→ **Compito assegnato a**:
Indica se ciascuna affermazione concorda con il documento di partenza, rispondendo sì o no e citando alla lettera le parole decisive: (i) la nozione di «matrimonio» è stata interpretata in principio come nozione comunitaria; (ii) nella presente controversia il giudice comunitario deve esaminare se un'«unione di fatto registrata» possa essere assimilata al matrimonio; (iii) la nozione di «unione di fatto» è espressamente consacrata dallo Statuto.

→ **Documento di partenza**:

_____

79      In secondo luogo, occorre esaminare se, mentre la nozione di «matrimonio» è stata interpretata in principio come una nozione comunitaria (v. sentenze Reed, cit., punto 15, e D e Svezia/Consiglio, cit., punto 26), l’insieme delle pertinenti disposizioni dello Statuto consenta inoltre di evincere una nozione comunitaria anche dell’«unione di fatto» oppure se, in assenza di indicazioni sufficienti, lo Statuto operi un implicito rinvio ai diritti nazionali.

80      A tale riguardo, occorre sottolineare in via preliminare che, contrariamente all’approccio suggerito dalla Commissione quando essa si fonda sulla sentenza D e Svezia/Consiglio, cit. (v. punto 57 supra), il giudice comunitario non è chiamato ad esaminare, nell’ambito della presente controversia, se un’«unione di fatto registrata» possa esser assimilata al matrimonio e far sorgere il diritto ai vantaggi accordati dallo Statuto alle coppie sposate in quanto produce, nei confronti degli interessati e dei terzi, effetti giuridici prossimi a quelli del matrimonio. Nel caso di specie, ad esso spetta unicamente dirimere la questione, del tutto distinta, dell’interpretazione della nozione di «unione di fatto» espressamente consacrata dallo Statuto.

_____

→ **Materiali forniti**:
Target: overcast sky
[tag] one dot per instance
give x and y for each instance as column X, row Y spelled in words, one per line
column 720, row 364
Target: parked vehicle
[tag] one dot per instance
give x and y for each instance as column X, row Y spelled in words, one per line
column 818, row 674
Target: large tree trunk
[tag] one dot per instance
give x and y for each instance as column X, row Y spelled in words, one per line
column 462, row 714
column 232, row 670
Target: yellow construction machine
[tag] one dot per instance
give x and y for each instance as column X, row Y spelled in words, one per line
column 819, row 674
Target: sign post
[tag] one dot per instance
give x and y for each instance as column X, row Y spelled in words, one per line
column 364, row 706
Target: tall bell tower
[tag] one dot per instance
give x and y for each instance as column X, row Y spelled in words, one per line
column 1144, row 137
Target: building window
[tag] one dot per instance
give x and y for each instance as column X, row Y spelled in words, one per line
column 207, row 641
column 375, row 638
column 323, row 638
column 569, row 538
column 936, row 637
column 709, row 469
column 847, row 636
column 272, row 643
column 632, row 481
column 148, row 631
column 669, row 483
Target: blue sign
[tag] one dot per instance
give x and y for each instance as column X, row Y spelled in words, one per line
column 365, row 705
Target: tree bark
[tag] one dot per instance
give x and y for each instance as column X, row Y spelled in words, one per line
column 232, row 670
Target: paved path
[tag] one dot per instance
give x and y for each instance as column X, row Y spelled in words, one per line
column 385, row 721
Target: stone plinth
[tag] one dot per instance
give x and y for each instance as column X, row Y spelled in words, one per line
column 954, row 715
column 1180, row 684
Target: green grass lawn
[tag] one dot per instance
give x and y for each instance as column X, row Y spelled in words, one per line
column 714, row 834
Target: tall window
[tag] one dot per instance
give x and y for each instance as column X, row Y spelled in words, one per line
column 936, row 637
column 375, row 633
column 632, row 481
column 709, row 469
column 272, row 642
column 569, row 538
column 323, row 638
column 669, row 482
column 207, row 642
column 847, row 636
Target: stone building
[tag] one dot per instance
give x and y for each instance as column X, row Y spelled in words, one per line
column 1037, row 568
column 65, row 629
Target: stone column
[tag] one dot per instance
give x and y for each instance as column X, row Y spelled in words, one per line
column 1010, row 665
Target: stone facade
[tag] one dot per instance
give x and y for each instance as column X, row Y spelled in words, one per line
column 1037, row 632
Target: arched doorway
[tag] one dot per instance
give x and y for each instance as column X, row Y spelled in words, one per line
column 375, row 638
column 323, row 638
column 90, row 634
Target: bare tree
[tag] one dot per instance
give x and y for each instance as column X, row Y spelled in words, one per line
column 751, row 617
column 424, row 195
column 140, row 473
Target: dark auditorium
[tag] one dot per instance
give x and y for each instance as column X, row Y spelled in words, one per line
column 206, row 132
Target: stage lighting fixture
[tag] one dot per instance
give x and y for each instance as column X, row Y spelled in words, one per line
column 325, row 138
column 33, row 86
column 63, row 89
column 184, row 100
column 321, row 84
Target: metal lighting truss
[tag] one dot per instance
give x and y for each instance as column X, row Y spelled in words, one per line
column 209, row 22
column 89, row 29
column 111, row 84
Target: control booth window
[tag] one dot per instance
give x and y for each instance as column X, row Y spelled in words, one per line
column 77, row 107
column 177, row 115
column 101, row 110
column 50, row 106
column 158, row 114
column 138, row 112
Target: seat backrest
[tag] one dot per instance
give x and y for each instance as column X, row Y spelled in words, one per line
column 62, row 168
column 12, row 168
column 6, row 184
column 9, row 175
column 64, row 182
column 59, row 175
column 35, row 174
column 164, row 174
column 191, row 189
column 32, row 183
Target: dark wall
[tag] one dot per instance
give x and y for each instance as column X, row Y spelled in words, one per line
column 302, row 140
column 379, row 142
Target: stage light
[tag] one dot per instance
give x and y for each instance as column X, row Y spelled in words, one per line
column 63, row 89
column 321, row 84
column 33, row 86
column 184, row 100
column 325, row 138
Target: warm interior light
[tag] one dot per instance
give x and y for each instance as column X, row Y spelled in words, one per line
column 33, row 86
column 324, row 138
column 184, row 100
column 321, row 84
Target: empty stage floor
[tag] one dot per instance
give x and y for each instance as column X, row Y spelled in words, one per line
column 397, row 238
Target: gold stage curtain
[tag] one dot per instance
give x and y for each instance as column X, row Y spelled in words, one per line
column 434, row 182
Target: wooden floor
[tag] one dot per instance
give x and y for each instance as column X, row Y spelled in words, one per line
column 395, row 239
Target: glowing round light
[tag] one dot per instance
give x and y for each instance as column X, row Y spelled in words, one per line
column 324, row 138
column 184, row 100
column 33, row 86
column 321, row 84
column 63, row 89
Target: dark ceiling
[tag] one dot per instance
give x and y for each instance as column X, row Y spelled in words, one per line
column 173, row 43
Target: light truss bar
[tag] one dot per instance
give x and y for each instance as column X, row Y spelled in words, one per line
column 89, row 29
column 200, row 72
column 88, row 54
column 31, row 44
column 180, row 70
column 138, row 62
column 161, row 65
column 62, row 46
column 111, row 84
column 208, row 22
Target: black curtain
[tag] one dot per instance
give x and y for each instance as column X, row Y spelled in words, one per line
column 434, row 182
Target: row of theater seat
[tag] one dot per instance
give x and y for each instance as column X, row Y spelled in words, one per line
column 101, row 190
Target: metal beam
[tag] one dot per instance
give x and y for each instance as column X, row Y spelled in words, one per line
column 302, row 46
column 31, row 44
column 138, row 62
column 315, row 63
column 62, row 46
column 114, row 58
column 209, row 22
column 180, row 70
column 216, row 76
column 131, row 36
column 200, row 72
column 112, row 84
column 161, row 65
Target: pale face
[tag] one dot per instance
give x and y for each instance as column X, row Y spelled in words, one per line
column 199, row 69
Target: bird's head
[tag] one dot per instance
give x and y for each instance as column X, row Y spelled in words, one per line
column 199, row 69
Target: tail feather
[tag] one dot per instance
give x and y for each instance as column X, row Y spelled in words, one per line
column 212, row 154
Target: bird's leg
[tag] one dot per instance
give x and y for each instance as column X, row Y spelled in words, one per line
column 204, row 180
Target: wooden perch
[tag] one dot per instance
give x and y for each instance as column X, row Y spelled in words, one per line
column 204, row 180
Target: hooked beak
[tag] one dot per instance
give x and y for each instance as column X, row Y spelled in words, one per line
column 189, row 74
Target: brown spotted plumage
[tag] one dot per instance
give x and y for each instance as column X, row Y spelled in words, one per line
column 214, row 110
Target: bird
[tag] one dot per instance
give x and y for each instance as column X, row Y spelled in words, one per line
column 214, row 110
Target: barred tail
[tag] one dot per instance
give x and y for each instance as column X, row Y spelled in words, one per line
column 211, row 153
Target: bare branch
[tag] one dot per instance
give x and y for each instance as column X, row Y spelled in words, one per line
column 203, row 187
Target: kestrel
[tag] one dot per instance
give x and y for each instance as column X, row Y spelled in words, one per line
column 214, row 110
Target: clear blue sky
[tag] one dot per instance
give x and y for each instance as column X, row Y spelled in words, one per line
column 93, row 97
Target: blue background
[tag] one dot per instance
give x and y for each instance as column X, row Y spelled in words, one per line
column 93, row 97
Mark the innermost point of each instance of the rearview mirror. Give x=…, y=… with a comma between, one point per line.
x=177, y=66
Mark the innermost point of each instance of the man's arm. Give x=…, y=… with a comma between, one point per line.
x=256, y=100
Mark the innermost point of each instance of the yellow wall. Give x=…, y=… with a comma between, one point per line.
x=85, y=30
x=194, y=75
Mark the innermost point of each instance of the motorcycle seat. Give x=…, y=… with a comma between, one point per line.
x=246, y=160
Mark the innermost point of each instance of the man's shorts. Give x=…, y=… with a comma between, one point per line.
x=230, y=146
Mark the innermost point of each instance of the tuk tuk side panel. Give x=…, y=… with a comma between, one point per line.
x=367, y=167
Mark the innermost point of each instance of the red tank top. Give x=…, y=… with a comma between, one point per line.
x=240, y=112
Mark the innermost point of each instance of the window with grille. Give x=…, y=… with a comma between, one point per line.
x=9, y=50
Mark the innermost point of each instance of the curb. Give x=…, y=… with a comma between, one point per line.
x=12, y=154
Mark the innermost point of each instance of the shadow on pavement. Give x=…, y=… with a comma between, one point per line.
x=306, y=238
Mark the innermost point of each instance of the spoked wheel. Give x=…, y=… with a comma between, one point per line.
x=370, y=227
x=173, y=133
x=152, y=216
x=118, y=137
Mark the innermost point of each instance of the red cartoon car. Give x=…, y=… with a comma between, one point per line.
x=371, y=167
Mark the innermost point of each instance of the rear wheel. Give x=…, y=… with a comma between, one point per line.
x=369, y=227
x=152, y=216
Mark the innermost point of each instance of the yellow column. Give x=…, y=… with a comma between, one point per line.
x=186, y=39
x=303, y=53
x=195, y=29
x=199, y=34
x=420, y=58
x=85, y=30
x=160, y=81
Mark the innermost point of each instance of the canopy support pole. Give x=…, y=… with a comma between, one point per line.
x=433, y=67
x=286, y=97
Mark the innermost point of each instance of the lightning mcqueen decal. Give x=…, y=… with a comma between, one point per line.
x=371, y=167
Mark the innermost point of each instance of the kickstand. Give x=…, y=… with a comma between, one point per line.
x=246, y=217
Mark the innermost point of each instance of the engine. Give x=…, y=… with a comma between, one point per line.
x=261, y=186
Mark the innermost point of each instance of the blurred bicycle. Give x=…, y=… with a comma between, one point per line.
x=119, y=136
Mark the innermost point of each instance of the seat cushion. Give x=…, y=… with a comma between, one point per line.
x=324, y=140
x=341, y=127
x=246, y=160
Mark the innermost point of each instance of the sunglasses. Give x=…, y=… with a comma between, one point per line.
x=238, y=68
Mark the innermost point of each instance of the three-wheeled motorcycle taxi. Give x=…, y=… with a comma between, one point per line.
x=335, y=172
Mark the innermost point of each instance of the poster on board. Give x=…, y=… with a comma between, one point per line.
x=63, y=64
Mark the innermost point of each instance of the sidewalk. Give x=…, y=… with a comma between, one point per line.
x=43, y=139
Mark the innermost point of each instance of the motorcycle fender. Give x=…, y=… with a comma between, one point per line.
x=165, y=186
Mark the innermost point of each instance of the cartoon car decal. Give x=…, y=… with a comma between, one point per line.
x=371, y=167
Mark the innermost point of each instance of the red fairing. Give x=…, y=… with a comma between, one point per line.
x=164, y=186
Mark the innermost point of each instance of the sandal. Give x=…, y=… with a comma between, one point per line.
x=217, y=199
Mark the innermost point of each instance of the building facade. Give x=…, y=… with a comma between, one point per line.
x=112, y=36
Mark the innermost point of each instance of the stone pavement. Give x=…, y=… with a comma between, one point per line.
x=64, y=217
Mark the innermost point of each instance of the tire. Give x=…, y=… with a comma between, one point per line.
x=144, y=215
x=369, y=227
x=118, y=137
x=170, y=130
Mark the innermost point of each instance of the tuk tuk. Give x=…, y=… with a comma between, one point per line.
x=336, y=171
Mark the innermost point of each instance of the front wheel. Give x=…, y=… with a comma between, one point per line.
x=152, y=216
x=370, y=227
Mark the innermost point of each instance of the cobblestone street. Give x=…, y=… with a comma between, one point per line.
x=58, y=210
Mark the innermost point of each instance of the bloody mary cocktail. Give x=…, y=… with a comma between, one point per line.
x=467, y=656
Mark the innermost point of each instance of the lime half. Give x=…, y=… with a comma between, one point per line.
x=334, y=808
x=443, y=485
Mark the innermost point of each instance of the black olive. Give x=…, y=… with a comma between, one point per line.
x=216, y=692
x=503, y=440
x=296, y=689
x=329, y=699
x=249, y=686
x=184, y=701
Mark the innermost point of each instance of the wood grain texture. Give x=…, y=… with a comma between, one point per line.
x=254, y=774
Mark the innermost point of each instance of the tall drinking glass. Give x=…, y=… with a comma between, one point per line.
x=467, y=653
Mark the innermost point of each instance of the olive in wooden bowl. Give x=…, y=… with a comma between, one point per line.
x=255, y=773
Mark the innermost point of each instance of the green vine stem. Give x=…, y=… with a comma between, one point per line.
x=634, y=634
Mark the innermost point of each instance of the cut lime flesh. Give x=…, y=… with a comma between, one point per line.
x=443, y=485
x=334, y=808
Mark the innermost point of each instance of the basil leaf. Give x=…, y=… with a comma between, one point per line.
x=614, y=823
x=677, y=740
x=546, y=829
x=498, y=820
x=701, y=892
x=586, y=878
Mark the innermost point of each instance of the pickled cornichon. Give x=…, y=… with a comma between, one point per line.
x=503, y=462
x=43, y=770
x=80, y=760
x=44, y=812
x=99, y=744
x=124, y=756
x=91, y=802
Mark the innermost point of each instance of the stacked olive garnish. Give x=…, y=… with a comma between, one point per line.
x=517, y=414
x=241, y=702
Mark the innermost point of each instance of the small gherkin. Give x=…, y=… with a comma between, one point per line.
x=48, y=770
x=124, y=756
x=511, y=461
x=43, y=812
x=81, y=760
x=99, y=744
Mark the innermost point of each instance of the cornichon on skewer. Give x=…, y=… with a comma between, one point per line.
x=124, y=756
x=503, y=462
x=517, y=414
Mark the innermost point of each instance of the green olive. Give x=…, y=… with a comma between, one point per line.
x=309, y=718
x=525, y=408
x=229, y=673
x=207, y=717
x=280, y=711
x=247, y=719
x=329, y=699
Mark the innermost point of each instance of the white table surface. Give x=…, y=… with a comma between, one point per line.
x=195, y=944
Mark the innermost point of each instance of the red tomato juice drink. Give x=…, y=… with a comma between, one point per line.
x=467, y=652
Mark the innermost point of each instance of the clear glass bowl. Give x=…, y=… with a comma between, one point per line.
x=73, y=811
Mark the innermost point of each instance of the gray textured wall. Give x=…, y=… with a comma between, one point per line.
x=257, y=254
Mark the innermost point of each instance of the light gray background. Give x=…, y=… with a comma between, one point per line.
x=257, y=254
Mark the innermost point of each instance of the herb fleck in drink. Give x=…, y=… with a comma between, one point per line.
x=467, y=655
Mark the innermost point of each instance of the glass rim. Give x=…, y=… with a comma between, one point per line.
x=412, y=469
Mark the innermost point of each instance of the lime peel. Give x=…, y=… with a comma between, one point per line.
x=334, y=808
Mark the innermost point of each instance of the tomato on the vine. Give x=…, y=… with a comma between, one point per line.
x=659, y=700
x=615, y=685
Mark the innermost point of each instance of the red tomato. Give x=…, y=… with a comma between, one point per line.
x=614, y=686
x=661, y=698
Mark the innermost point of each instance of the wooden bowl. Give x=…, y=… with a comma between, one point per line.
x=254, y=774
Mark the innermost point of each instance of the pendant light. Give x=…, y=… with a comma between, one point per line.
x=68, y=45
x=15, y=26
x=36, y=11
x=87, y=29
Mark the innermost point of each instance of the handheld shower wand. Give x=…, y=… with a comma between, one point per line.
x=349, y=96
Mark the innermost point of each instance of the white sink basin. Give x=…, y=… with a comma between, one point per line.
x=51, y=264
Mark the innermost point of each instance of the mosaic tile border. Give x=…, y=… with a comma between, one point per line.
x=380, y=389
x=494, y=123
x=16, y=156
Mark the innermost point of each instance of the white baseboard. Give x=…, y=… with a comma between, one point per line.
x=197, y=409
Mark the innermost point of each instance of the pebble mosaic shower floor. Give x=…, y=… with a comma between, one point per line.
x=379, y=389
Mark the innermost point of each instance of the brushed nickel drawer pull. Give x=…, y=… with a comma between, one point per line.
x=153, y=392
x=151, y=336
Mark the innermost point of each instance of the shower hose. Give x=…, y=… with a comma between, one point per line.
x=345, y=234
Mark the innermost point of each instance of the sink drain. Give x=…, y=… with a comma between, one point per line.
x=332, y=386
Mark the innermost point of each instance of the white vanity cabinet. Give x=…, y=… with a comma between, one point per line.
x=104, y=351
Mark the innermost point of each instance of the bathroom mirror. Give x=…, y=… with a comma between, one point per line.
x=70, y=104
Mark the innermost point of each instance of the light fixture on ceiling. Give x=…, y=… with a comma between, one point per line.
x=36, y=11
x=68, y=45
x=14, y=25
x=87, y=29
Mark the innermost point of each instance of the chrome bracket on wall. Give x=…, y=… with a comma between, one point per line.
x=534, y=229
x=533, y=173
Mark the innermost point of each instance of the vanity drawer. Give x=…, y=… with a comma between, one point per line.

_____

→ **Compito assegnato b**:
Riporta come elenco numerato, senza le righe vuote, tutto ciò che va dalla riga contenente «Mark the innermost point of each instance of the sink» fino all'ultima delle righe fornite, estremi compresi.

→ **Risposta scritta a**:
(i) Sì: «la nozione di «matrimonio» è stata interpretata in principio come una nozione comunitaria».
(ii) No: «il giudice comunitario non è chiamato ad esaminare, nell’ambito della presente controversia, se un’«unione di fatto registrata» possa esser assimilata al matrimonio».
(iii) Sì: «della nozione di «unione di fatto» espressamente consacrata dallo Statuto».

→ **Risposta scritta b**:
1. Mark the innermost point of each instance of the sink drain. Give x=…, y=… with a comma between, one point per line.
2. x=332, y=386
3. Mark the innermost point of each instance of the white vanity cabinet. Give x=…, y=… with a comma between, one point per line.
4. x=104, y=351
5. Mark the innermost point of each instance of the bathroom mirror. Give x=…, y=… with a comma between, one point per line.
6. x=70, y=104
7. Mark the innermost point of each instance of the light fixture on ceiling. Give x=…, y=… with a comma between, one point per line.
8. x=36, y=11
9. x=68, y=45
10. x=14, y=25
11. x=87, y=29
12. Mark the innermost point of each instance of the chrome bracket on wall. Give x=…, y=… with a comma between, one point per line.
13. x=534, y=229
14. x=533, y=173
15. Mark the innermost point of each instance of the vanity drawer. Give x=…, y=… with a comma between, one point per line.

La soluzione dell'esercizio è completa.